Until recently, I thought FRET stood for “Förster resonance energy transfer”; I figured that “fluorescence resonance energy transfer” was a bastardization used by biologists. But a friend challenged me on that point, claiming that fluorescence was more specific and meaningful than Förster. I was all confused.
My reasoning was this: Förster’s equation for long-range dipole-dipole nonradiative energy transfer is a specific case of RET; other cases (e.g. Dexter electron exchange) have different mechanisms and follow different scaling laws. Moreover, because fluorescence is not necessary in the FRET mechanism, I thought it was misleading.
But how true is all that? Does Dexter ET count as RET? Is FRET the only way to transfer the potential to fluoresce from one molecule to another? My friend claimed that Dexter should not be called RET, because it is electron exchange instead of Coulombic.
So I refer to the experts.
Bernard Valeur, in Molecular Fluorescence, says:
The term resonance energy transfer (RET) is often used. In some papers, the acronym FRET is used, denoting fluorescence resonance energy transfer, but this express is incorrect because it is not the fluorescence that is transferred but the electronic energy of the donor. Therefore, it is recommended that either EET (excitation energy transfer or electronic energy transfer) or RET (resonance energy transfer) are used.

*YOUR TASK*
Continue the piece on what FRET stands for, starting right after its last sentence.

*EXTRACTED RECORDS*
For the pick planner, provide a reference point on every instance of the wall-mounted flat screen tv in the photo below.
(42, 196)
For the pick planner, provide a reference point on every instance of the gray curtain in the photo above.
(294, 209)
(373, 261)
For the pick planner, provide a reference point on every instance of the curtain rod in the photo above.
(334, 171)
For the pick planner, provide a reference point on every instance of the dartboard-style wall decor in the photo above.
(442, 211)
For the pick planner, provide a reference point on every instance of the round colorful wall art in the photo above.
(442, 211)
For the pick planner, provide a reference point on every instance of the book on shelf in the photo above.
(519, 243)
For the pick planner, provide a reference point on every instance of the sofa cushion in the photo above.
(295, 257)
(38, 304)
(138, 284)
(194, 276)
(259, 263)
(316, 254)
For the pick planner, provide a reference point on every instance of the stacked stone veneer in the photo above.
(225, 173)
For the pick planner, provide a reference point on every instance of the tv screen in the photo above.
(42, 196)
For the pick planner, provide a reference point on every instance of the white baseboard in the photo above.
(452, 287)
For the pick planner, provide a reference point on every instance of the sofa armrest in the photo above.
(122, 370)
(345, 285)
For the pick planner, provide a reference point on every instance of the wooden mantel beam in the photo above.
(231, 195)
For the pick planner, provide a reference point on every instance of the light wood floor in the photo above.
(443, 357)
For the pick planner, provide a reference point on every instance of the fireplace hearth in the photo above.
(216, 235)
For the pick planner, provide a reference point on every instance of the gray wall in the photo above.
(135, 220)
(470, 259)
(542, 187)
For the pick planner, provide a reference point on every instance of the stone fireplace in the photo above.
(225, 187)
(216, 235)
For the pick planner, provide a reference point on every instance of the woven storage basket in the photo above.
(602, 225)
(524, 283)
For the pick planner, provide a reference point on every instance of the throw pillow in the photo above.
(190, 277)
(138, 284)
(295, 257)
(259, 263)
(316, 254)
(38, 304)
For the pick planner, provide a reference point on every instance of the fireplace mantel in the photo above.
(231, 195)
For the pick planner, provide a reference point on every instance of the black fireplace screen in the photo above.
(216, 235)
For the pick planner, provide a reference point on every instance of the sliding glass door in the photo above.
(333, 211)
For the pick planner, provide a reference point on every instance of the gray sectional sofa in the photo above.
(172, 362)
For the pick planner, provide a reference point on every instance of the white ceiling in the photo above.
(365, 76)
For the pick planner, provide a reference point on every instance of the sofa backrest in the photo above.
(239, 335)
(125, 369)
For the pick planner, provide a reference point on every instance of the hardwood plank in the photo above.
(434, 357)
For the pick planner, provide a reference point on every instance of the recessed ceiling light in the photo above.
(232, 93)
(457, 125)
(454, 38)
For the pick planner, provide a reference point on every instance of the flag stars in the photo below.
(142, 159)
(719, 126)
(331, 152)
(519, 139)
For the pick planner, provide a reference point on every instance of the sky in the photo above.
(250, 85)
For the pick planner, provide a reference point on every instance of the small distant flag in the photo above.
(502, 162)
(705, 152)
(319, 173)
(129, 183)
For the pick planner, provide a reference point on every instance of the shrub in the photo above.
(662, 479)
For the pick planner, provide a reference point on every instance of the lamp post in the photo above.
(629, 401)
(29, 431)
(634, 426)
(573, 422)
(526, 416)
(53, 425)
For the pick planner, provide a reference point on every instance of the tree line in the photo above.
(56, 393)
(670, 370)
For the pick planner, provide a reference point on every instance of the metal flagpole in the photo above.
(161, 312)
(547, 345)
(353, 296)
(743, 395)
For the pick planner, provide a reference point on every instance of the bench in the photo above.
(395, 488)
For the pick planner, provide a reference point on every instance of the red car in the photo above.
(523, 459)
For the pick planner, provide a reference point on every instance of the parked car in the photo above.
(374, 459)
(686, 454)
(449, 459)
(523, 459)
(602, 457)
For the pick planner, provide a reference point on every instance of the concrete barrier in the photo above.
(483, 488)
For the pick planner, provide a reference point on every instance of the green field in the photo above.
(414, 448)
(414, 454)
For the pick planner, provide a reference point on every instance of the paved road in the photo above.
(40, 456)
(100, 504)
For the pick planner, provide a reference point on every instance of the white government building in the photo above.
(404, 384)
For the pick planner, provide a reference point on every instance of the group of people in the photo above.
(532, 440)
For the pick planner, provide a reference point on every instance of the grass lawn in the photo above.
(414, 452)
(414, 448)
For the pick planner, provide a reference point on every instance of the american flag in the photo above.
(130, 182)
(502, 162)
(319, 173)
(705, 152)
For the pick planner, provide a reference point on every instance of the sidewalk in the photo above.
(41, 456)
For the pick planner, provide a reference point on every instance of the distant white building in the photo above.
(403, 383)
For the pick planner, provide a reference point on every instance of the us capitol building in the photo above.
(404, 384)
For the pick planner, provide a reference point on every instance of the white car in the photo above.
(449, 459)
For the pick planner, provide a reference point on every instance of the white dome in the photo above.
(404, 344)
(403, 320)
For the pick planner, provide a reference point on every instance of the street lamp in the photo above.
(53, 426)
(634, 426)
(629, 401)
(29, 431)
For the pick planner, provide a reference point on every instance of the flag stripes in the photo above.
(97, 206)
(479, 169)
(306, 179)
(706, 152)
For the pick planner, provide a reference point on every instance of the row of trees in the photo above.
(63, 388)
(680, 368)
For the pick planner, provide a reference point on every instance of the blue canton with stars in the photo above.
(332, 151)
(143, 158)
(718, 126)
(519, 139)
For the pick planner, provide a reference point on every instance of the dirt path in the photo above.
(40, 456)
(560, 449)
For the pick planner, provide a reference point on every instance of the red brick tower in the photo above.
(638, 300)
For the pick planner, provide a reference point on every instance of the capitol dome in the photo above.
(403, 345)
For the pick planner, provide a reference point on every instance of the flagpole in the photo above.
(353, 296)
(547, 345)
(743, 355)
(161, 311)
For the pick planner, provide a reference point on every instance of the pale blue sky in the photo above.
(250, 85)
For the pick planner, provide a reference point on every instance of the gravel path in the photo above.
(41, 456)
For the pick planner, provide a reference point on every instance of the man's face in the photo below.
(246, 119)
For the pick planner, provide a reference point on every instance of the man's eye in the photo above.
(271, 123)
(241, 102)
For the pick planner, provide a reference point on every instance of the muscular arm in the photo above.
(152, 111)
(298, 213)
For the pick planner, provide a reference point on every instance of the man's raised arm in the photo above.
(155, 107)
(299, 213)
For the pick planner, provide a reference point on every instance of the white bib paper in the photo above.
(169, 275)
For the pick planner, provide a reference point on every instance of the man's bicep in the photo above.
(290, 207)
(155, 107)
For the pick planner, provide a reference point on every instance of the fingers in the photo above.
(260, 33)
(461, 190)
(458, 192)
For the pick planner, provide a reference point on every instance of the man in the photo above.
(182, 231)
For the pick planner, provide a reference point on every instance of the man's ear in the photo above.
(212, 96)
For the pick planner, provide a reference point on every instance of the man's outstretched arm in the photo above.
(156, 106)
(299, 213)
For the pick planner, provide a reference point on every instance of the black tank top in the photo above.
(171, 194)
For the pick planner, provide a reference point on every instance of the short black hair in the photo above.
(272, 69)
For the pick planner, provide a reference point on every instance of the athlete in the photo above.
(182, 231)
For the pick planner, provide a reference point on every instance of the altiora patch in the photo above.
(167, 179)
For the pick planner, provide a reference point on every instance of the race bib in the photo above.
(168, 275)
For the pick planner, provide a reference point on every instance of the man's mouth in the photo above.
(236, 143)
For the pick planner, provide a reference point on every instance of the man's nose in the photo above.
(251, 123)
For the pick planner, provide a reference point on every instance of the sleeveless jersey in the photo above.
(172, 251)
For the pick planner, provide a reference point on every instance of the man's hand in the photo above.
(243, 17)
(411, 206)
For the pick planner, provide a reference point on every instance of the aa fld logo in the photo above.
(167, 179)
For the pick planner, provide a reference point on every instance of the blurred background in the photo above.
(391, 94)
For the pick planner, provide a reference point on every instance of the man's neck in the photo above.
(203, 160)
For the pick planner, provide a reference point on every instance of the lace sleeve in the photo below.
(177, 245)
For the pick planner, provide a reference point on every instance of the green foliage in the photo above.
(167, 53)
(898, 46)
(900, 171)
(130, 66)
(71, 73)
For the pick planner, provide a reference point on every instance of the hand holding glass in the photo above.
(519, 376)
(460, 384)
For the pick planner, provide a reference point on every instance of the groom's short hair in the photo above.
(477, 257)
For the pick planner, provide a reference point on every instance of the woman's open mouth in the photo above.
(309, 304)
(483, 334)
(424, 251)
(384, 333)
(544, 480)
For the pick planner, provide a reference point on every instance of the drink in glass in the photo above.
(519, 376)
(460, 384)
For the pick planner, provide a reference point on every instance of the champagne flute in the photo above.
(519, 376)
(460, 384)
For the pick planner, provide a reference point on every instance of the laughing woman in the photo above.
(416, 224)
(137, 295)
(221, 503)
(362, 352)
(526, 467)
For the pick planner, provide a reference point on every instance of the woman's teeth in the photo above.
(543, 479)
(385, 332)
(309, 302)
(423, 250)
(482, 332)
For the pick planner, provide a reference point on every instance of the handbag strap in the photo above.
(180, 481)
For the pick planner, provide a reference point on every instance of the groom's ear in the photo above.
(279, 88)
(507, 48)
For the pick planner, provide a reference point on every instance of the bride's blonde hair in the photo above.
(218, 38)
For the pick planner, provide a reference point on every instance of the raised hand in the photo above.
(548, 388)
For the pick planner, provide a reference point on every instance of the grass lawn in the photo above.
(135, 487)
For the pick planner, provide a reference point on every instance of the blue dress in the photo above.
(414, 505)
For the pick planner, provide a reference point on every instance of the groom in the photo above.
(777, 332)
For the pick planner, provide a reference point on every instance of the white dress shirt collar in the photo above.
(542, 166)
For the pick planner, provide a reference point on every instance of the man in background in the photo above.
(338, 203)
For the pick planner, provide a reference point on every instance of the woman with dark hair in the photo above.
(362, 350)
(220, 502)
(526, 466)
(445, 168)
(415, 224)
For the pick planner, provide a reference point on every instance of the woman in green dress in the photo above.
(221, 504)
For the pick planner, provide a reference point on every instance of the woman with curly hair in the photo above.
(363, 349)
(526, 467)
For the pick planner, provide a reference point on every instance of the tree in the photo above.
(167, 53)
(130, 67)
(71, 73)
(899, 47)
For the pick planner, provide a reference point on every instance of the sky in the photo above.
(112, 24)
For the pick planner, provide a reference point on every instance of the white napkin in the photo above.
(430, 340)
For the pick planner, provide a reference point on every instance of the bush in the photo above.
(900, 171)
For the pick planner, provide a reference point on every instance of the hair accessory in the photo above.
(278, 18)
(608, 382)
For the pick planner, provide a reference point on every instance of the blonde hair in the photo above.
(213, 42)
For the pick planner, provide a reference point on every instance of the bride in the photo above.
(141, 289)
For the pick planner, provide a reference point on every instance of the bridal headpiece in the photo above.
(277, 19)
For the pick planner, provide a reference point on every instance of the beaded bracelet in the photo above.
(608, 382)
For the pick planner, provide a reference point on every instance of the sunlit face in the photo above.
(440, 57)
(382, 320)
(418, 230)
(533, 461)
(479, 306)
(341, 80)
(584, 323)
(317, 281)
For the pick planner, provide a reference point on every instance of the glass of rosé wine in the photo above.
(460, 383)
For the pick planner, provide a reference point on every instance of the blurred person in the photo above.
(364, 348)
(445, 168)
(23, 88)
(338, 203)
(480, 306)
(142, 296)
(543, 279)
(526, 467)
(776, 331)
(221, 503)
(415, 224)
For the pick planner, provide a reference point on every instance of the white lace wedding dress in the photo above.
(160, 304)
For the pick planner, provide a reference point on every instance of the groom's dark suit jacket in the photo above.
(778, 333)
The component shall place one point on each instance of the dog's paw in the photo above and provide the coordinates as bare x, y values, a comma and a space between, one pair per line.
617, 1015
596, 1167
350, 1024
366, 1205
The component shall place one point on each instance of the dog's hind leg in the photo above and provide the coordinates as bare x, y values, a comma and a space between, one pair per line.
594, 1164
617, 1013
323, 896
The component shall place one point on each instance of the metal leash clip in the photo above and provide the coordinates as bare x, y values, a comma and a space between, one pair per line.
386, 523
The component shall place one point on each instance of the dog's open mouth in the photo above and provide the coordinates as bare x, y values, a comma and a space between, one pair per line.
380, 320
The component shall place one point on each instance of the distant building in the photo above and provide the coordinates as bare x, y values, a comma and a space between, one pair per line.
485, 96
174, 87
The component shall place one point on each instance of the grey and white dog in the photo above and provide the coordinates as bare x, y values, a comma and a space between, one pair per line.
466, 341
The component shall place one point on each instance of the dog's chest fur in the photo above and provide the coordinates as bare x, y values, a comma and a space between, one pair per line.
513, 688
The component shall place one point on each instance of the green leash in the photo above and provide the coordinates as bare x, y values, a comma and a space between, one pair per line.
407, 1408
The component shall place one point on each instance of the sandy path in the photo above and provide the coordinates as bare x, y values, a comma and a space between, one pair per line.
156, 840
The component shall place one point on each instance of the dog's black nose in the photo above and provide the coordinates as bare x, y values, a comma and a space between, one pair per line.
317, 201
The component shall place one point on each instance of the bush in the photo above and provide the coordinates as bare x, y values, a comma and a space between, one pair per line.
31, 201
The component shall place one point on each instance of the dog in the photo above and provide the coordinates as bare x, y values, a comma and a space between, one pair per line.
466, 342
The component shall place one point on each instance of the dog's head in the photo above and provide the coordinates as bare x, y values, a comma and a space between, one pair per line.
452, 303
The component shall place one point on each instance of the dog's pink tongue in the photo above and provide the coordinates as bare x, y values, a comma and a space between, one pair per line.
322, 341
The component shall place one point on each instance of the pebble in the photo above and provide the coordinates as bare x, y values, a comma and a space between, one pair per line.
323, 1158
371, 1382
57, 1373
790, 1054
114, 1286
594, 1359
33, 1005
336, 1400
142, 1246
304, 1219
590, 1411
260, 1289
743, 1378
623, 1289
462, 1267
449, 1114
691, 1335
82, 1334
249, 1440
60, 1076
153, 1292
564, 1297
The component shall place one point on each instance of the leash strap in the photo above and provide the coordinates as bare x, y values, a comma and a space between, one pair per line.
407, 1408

*RESPONSE*
That doesn’t help solve the Förster vs. fluorescence dilemma, but instead adds another term (EET, gross) to throw into the mix. But I think this sorta supports my using “Förster” because “fluorescence” is misleading and too broad. Anyway, good ol’ Bernard goes on to carefully describe the different RET mechanisms and formulas.
So what does Joseph R. Lakowicz say? First, he calls it “fluorescence resonance energy transfer,” but then echoes Valeur that RET is a preferable term because “the process does not involve the appearance of a photon.” But Lakowicz also differentiates RET and Dexter electron exchange (because the latter is purely quantum-mechanical).
In Turro’s Modern Molecular Photochemistry, the energy-transfer chapter starts right in with a “Golden Rule” for the transitions between states, and demonstrates that the probability includes an exchange term and a Coulombic term. (Valeur’s book also includes a nice mathematical explanation of the two terms; it might even be in Lakowicz somewhere!)
So now I’m mostly reconvinced that FRET should be Förster resonance energy transfer, not fluorescence. That is, RET is the general term for nonradiative excitation-energy transfers, and FRET is a specific mechanism—the specific mechanism applied in practically all biophysical measurements using RET to study distances.
What do you think? Am I way off?
UPDATE: IUPAC says I’m right.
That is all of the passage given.